Answer each question from the commit below.
(a) What was the comparison function hardwired as before this change?
(b) How many files did the commit change, and how many additions and deletions did it make?
(c) What revision number does the new $Header$ line of dynahash.c show?

▸ Quoted text:
------------------------------------------------

Improve dynahash.c's API so that caller can specify the comparison function

as well as the hash function (formerly the comparison function was hardwired as memcmp()). This makes it possible to eliminate the special-purpose hashtable management code in execGrouping.c in favor of using dynahash to manage tuple hashtables; which is a win because dynahash knows how to expand a hashtable when the original size estimate was too small, whereas the special-purpose code was too stupid to do that. (See recent gripe from Stephan Szabo about poor performance when hash table size estimate is way off.) Free side benefit: when using string_hash, the default comparison function is now strncmp() instead of memcmp(). This should eliminate some part of the overhead associated with larger NAMEDATALEN values.
2025-11-12 05:01:15 +03:00 · 2003-08-19 01:13:41 +00:00
parent 23e10843db
commit 80860c32d9
9 changed files with 263 additions and 194 deletions
--- a/src/backend/utils/hash/dynahash.c
+++ b/src/backend/utils/hash/dynahash.c
@@ -9,7 +9,7 @@
 *
 *
 * IDENTIFICATION
- *	  $Header: /cvsroot/pgsql/src/backend/utils/hash/dynahash.c,v 1.47 2003/08/04 02:40:06 momjian Exp $
+ *	  $Header: /cvsroot/pgsql/src/backend/utils/hash/dynahash.c,v 1.48 2003/08/19 01:13:41 tgl Exp $
 *
 *-------------------------------------------------------------------------
 */
@@ -44,7 +44,6 @@

 #include "postgres.h"

-
 #include "utils/dynahash.h"
 #include "utils/hsearch.h"
 #include "utils/memutils.h"

------------------------------------------------

▸ Raw data:
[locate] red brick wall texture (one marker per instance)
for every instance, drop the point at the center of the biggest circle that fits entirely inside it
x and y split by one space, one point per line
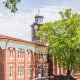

------------------------------------------------

▸ Written answer:
(a) memcmp()
(b) 9 files, with 263 additions and 194 deletions
(c) 1.48